:: STORED DATA ::

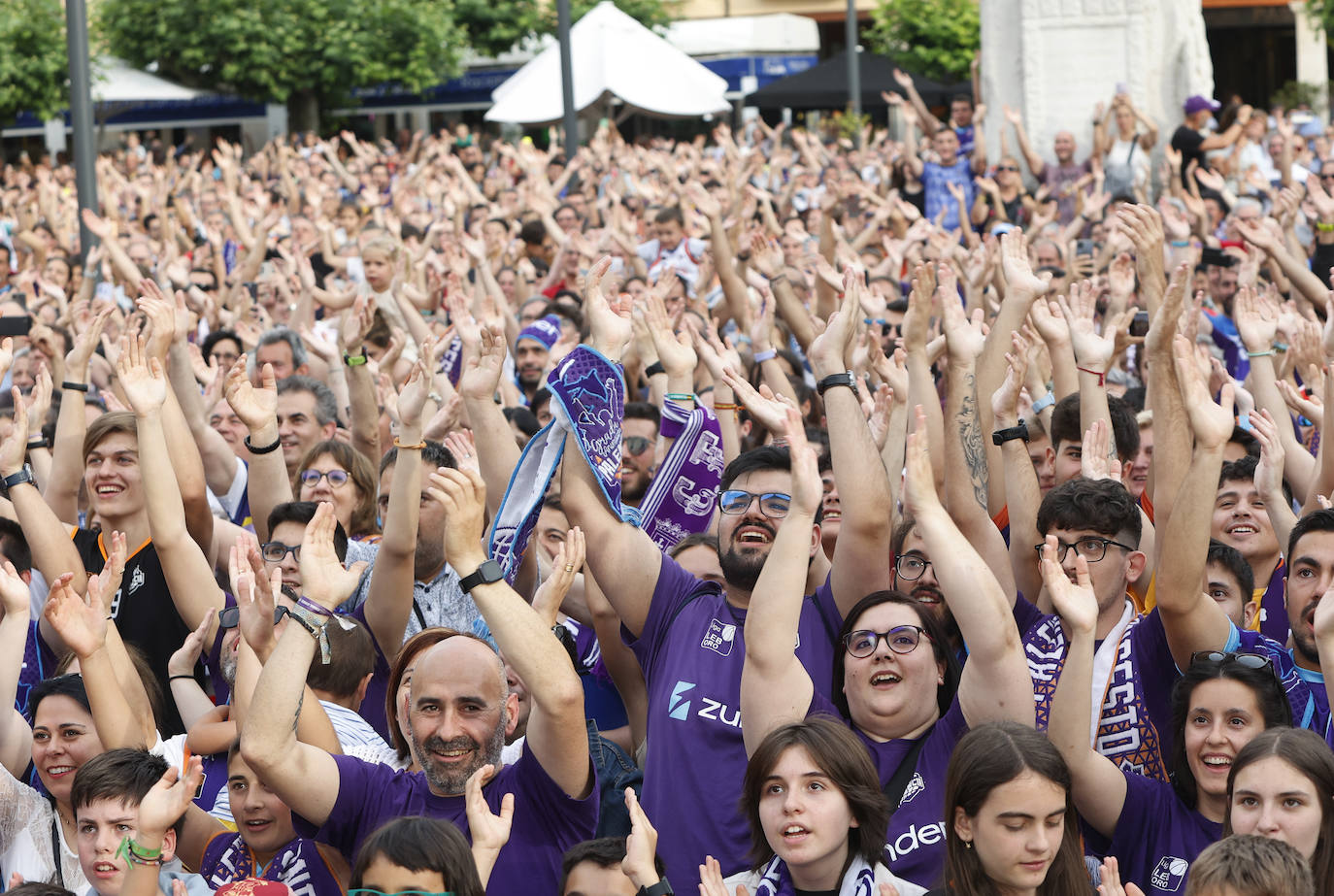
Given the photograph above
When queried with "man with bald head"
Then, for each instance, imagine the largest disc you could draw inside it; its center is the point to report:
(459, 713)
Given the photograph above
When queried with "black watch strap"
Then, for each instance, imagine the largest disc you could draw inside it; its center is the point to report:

:::
:: STORED DATA ::

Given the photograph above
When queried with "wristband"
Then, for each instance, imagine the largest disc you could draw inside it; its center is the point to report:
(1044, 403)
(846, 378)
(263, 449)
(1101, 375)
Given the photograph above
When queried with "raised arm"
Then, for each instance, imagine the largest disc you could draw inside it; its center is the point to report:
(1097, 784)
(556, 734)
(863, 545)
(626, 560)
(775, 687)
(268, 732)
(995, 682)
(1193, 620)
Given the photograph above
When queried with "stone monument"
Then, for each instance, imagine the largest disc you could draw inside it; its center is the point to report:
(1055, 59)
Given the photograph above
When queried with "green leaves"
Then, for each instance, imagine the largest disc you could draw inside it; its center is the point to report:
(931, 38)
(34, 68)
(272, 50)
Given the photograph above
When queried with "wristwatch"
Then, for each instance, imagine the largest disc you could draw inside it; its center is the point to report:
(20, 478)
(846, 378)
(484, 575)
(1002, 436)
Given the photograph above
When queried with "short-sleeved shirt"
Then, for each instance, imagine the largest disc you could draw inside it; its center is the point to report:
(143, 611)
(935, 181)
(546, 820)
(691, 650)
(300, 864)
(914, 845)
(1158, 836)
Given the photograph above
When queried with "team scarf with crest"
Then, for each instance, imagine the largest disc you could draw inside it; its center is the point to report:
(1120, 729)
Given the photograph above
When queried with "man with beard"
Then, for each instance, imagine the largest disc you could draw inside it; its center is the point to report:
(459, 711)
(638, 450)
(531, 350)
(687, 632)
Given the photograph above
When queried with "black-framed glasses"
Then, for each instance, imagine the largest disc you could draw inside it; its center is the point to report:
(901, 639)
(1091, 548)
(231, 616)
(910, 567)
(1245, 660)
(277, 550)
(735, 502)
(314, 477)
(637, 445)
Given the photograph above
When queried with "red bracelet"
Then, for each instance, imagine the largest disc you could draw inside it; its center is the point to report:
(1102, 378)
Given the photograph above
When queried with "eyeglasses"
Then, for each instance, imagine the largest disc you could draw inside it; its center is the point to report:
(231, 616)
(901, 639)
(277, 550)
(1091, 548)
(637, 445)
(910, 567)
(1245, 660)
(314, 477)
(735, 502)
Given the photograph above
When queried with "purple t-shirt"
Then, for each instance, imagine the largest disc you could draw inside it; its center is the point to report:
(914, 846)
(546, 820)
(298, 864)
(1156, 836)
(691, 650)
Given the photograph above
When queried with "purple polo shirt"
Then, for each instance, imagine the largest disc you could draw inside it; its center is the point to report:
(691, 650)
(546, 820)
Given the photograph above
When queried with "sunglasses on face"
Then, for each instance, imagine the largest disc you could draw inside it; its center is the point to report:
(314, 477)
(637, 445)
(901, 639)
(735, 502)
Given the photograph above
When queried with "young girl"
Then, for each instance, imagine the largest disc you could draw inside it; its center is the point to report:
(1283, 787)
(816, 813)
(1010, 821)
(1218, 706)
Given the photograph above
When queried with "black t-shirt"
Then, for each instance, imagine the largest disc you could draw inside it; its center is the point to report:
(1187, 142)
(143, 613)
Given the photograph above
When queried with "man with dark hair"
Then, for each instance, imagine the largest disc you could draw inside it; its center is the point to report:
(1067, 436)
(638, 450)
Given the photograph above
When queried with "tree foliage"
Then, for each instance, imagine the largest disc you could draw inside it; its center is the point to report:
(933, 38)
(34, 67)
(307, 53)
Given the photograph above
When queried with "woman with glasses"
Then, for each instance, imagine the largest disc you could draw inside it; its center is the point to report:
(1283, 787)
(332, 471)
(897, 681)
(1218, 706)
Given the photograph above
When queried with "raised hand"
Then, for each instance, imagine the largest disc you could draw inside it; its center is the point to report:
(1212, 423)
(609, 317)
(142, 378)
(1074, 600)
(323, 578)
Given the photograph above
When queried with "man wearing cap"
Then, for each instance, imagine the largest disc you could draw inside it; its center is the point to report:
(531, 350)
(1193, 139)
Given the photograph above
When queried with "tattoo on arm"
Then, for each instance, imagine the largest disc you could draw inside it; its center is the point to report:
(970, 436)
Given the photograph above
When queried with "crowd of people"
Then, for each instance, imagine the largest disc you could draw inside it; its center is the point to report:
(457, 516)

:::

INSTRUCTIONS TO FOLLOW:
Show the lines of the records that include the string "purple".

SOLUTION TO THE EXERCISE:
When queried with "purple t-shirt"
When queried with "purple polo shirt"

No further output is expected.